● **Строки данных**

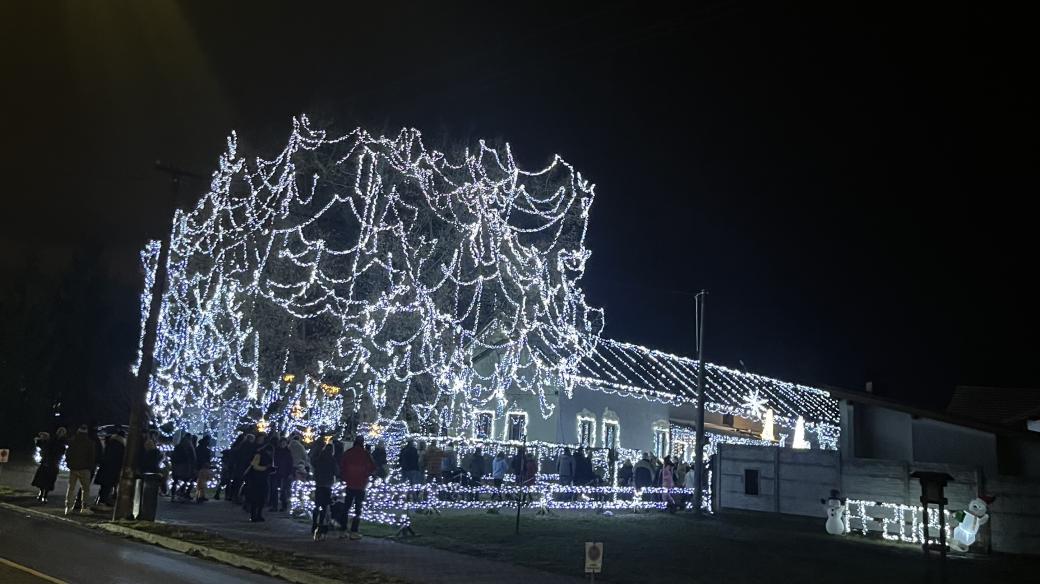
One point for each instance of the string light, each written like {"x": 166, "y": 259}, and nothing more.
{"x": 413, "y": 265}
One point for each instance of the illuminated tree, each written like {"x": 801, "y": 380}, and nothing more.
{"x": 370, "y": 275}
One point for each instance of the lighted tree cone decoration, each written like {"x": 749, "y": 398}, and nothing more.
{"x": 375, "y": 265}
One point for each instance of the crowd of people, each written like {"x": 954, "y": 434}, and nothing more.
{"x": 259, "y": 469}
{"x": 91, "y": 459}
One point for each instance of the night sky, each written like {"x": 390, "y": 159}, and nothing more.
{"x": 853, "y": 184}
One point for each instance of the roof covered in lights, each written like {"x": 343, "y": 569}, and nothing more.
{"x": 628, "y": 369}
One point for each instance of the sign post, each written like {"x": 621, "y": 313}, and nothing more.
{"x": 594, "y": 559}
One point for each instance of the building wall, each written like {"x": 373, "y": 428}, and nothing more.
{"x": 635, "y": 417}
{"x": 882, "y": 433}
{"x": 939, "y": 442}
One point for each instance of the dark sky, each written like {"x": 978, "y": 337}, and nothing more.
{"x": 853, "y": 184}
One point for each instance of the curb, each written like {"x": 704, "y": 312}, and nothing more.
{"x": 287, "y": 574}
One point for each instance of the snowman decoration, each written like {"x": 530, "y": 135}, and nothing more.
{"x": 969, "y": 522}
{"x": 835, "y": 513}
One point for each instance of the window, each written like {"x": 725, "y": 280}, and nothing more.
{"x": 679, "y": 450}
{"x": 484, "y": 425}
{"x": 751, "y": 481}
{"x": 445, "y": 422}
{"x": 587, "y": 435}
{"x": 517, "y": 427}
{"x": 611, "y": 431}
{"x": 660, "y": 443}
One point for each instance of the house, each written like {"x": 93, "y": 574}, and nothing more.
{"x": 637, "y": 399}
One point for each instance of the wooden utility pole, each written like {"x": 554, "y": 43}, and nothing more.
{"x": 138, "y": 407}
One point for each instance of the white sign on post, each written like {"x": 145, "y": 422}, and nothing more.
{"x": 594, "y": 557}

==

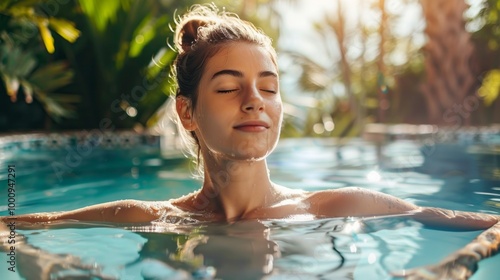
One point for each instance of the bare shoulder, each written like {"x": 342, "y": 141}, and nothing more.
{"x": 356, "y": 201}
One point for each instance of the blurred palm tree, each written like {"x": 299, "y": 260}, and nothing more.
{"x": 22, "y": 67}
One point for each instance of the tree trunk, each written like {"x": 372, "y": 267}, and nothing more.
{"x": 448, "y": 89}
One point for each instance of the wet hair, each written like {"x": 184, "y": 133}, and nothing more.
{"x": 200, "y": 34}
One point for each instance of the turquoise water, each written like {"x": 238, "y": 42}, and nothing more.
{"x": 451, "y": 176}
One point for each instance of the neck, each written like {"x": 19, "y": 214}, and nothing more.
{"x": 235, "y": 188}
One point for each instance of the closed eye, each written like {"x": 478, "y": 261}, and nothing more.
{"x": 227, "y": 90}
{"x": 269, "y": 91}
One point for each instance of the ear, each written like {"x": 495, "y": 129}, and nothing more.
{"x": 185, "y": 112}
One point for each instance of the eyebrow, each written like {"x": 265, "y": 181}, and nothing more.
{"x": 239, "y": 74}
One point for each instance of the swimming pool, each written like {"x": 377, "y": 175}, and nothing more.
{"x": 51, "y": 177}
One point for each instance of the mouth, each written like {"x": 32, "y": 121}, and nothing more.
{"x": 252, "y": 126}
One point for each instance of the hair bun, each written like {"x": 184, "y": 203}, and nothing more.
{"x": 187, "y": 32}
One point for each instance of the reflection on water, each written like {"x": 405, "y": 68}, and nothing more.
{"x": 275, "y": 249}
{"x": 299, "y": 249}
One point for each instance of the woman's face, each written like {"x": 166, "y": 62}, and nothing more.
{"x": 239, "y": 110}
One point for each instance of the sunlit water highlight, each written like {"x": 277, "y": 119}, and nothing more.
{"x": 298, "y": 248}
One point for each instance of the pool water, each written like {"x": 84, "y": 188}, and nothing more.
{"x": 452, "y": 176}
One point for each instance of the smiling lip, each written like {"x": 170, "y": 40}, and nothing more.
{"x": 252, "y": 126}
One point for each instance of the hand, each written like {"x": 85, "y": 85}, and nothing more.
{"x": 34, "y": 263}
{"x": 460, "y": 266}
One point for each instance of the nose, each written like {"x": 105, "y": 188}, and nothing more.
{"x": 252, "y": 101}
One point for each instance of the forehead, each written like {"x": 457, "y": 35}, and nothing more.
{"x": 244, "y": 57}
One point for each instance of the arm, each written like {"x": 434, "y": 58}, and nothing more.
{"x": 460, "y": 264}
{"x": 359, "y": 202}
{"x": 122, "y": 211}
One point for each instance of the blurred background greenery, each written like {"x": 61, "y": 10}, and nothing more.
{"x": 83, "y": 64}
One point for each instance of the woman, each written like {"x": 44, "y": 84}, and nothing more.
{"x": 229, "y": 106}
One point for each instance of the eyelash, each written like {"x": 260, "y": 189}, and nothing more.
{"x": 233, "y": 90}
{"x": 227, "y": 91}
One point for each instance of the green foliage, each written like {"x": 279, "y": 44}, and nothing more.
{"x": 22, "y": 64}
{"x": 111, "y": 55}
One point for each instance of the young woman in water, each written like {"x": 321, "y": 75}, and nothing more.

...

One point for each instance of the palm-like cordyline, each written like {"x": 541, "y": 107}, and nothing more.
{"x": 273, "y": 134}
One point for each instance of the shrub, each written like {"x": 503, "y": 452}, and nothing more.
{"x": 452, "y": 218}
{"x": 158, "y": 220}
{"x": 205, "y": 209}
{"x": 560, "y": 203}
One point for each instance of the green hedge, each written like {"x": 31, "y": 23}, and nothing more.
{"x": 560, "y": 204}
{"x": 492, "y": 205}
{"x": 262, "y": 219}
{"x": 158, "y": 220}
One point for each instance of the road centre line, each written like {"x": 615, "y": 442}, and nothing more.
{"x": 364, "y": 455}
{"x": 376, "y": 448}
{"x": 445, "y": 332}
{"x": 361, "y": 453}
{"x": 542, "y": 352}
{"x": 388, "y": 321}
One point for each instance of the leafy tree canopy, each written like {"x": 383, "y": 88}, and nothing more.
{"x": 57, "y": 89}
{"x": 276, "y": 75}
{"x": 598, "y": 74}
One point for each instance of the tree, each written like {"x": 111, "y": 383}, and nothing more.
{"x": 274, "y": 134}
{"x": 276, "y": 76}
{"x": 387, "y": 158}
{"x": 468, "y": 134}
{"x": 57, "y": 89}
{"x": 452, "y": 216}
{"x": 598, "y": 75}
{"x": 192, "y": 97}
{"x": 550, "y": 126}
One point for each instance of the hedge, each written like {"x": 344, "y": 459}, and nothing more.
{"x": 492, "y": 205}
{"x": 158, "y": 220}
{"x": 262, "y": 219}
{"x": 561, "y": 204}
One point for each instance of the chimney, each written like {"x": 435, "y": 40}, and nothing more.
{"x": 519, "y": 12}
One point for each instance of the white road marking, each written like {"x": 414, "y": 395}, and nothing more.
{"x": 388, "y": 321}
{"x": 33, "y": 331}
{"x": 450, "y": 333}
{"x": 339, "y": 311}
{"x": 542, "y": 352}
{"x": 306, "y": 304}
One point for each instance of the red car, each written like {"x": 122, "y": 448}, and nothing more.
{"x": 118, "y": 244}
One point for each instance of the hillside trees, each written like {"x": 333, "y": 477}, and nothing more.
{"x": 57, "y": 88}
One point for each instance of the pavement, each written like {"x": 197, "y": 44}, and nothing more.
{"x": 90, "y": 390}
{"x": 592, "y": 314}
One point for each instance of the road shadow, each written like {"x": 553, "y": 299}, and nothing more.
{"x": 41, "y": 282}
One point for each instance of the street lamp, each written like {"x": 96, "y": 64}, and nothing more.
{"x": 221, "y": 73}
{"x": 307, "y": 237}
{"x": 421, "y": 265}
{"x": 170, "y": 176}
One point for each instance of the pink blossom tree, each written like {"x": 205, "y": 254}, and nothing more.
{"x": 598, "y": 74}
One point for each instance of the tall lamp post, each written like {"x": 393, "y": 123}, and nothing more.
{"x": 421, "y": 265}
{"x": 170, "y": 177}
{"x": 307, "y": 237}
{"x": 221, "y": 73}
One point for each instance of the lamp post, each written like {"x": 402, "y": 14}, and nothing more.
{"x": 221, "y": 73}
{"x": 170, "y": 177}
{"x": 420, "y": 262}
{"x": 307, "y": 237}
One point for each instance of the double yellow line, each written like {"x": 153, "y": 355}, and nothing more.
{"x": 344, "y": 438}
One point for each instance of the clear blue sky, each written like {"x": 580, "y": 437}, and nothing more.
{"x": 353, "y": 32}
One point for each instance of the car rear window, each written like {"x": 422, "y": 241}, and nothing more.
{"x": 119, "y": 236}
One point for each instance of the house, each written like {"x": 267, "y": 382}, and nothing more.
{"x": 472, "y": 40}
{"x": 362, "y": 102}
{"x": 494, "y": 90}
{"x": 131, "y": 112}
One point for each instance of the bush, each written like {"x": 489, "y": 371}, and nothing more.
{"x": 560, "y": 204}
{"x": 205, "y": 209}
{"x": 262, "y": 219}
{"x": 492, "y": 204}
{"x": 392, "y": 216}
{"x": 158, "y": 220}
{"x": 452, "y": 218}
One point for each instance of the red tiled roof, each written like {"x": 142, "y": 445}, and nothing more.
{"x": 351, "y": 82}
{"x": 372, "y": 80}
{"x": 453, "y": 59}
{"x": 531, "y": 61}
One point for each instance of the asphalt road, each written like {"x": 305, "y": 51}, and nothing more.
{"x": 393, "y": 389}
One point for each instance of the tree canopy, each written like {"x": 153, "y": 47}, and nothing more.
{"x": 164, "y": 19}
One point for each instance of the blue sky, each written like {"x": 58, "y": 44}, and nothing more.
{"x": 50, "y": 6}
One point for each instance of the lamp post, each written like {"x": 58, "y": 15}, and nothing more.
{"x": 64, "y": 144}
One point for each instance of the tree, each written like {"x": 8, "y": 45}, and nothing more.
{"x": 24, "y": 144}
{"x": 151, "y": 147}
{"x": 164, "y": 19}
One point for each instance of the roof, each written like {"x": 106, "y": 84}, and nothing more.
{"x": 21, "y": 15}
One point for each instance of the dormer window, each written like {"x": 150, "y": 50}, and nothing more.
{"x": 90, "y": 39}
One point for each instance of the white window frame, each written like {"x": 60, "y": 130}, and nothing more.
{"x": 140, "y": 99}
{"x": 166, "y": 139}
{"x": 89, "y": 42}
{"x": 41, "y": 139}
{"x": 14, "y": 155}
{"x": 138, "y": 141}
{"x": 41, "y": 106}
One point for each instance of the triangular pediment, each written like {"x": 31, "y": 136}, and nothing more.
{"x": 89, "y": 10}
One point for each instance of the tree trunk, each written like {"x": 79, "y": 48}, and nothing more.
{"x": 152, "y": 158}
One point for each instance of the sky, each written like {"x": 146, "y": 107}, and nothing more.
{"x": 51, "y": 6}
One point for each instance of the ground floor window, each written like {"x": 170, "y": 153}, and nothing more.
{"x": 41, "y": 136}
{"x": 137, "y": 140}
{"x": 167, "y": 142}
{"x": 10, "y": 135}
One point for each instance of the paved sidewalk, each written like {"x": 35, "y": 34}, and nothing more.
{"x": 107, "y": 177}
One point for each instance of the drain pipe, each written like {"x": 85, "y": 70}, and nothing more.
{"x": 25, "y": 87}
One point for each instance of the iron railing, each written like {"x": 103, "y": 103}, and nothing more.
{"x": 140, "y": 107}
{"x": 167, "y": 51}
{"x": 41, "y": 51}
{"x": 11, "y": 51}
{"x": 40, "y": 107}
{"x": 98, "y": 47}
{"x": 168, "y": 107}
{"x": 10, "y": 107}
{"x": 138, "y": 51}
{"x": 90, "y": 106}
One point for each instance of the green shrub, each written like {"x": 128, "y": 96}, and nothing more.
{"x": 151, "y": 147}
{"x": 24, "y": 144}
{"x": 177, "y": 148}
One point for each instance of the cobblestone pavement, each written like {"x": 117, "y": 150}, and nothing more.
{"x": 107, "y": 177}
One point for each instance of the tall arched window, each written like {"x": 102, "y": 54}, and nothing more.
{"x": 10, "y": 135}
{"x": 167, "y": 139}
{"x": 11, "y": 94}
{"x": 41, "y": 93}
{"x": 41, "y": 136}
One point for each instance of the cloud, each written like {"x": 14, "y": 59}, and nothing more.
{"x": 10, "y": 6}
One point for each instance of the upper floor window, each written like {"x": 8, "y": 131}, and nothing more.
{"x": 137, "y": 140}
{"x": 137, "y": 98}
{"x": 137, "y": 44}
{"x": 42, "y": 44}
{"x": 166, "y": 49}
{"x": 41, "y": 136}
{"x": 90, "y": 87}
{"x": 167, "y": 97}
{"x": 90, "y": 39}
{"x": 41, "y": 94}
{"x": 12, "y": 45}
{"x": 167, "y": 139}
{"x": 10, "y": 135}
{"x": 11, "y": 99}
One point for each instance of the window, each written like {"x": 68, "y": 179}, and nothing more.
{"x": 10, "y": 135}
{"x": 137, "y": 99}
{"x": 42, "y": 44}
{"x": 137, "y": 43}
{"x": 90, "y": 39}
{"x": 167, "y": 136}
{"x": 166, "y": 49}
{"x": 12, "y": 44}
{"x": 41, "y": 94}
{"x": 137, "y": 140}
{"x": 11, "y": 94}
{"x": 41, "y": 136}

● **Что нужно сделать**
Подсчитайте, в скольких строках данных встречается слово «woman». В ответе укажите только это число.

● **Решение задачи**
3